__Short exercise__: Reproduce the full set of definitions below word for word, without changing anything.

GAAP” means United States generally accepted accounting principles.

 

Government Contracts” shall have the meaning set forth in Section 5T(i).

 

Governmental Entity” means any government, governmental agency, department, bureau, office, commission, authority or instrumentality, or court of competent jurisdiction, whether international, foreign, provincial, domestic, federal, state or local.

 

Holdco Notes” means the 113/4% Senior Pay In Kind Notes of the Seller and NSP Holdings Capital Corp. due 2012.

 

HSR Act” means the Hart-Scott-Rodino Antitrust Improvements Act of 1976, as amended.

 

HSR Approval” shall have the meaning set forth in Section 2A(i).

__Data section__:
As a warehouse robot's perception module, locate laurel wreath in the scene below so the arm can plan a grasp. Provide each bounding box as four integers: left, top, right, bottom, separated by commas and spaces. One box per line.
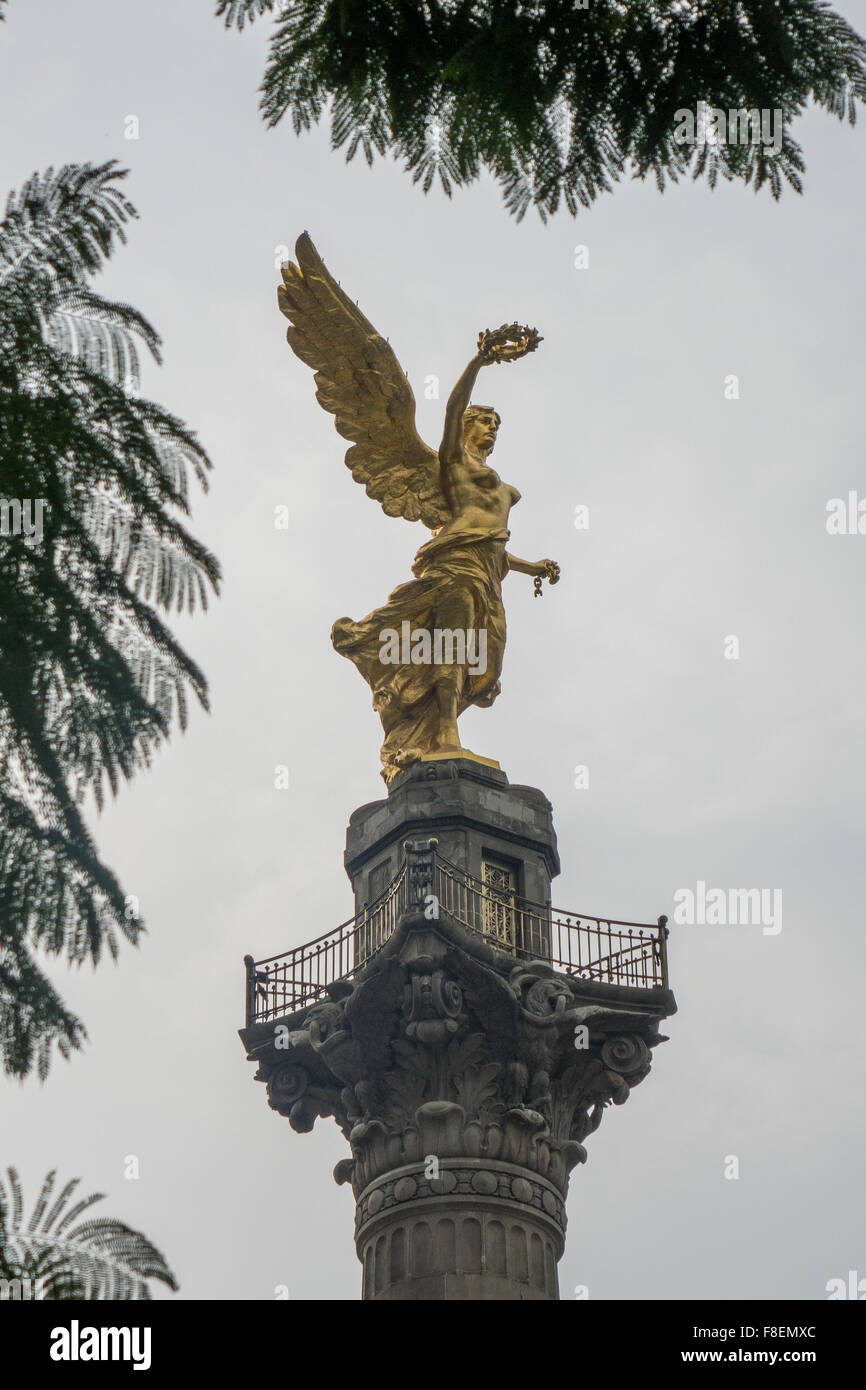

__Response to the task__:
GAAP” means United States generally accepted accounting principles.

 

Government Contracts” shall have the meaning set forth in Section 5T(i).

 

Governmental Entity” means any government, governmental agency, department, bureau, office, commission, authority or instrumentality, or court of competent jurisdiction, whether international, foreign, provincial, domestic, federal, state or local.

 

Holdco Notes” means the 113/4% Senior Pay In Kind Notes of the Seller and NSP Holdings Capital Corp. due 2012.

 

HSR Act” means the Hart-Scott-Rodino Antitrust Improvements Act of 1976, as amended.

 

HSR Approval” shall have the meaning set forth in Section 2A(i).